Put each line of the data below into a Markdown table with two columns, Number and Entry, and skip any blank lines.

* Begin TASK MATERIAL *

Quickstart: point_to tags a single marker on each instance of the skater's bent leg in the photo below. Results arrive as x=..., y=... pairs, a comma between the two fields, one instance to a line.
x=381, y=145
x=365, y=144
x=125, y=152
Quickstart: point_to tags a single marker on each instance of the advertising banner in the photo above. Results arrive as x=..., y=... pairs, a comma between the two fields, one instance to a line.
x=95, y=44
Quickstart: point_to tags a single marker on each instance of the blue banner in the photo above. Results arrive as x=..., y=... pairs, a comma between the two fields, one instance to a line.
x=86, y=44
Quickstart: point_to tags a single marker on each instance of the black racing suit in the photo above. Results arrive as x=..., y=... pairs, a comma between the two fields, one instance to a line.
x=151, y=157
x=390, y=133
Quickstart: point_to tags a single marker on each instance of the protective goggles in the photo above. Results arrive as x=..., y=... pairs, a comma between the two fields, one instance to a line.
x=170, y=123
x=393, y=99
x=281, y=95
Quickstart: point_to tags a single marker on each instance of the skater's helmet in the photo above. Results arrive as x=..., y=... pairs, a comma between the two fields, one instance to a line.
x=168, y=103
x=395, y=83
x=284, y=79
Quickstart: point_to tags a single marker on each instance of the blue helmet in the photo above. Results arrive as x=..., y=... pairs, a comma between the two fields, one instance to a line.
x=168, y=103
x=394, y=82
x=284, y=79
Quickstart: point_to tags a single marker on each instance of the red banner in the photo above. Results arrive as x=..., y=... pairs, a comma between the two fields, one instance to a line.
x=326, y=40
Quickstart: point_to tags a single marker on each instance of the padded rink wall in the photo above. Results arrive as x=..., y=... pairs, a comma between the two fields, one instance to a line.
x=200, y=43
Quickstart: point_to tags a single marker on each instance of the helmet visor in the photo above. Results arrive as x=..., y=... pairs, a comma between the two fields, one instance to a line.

* End TASK MATERIAL *

> RESULT OF THE TASK:
| Number | Entry |
|---|---|
| 1 | Quickstart: point_to tags a single marker on each instance of the skater's bent leg in the photo below. Results arrive as x=..., y=... pairs, a comma between the two fields, one instance to a line. |
| 2 | x=381, y=145 |
| 3 | x=365, y=144 |
| 4 | x=125, y=152 |
| 5 | Quickstart: point_to tags a single marker on each instance of the advertising banner in the photo above. Results arrive as x=..., y=... pairs, a comma between the two fields, one instance to a line. |
| 6 | x=95, y=44 |
| 7 | Quickstart: point_to tags a single marker on each instance of the blue banner in the photo above. Results arrive as x=..., y=... pairs, a comma between the two fields, one instance to a line. |
| 8 | x=86, y=44 |
| 9 | Quickstart: point_to tags a single marker on each instance of the black racing suit in the photo above. Results arrive as x=..., y=... pairs, a comma between the two fields, one instance to a line. |
| 10 | x=151, y=157 |
| 11 | x=390, y=133 |
| 12 | Quickstart: point_to tags a single marker on each instance of the protective goggles in the photo above. Results arrive as x=..., y=... pairs, a comma between the two fields, one instance to a line. |
| 13 | x=170, y=123 |
| 14 | x=393, y=99 |
| 15 | x=281, y=95 |
| 16 | Quickstart: point_to tags a single marker on each instance of the skater's helmet in the photo above. Results arrive as x=..., y=... pairs, a comma between the two fields, one instance to a line. |
| 17 | x=168, y=103 |
| 18 | x=395, y=83 |
| 19 | x=284, y=79 |
| 20 | Quickstart: point_to tags a single marker on each instance of the blue helmet in the photo above. Results arrive as x=..., y=... pairs, a comma between the two fields, one instance to a line. |
| 21 | x=168, y=103 |
| 22 | x=394, y=82 |
| 23 | x=284, y=79 |
| 24 | Quickstart: point_to tags a single marker on each instance of the red banner in the photo above. Results arrive as x=..., y=... pairs, a comma between the two fields, one instance to a line. |
| 25 | x=326, y=40 |
| 26 | Quickstart: point_to tags a single marker on each instance of the padded rink wall in the photo above. Results arrive as x=..., y=... pairs, a comma between the two fields, one instance to a line. |
| 27 | x=200, y=43 |
| 28 | Quickstart: point_to tags a single marker on each instance of the helmet visor in the photo above. Results arrive as x=..., y=... pairs, a comma between the two fields, one instance to a line. |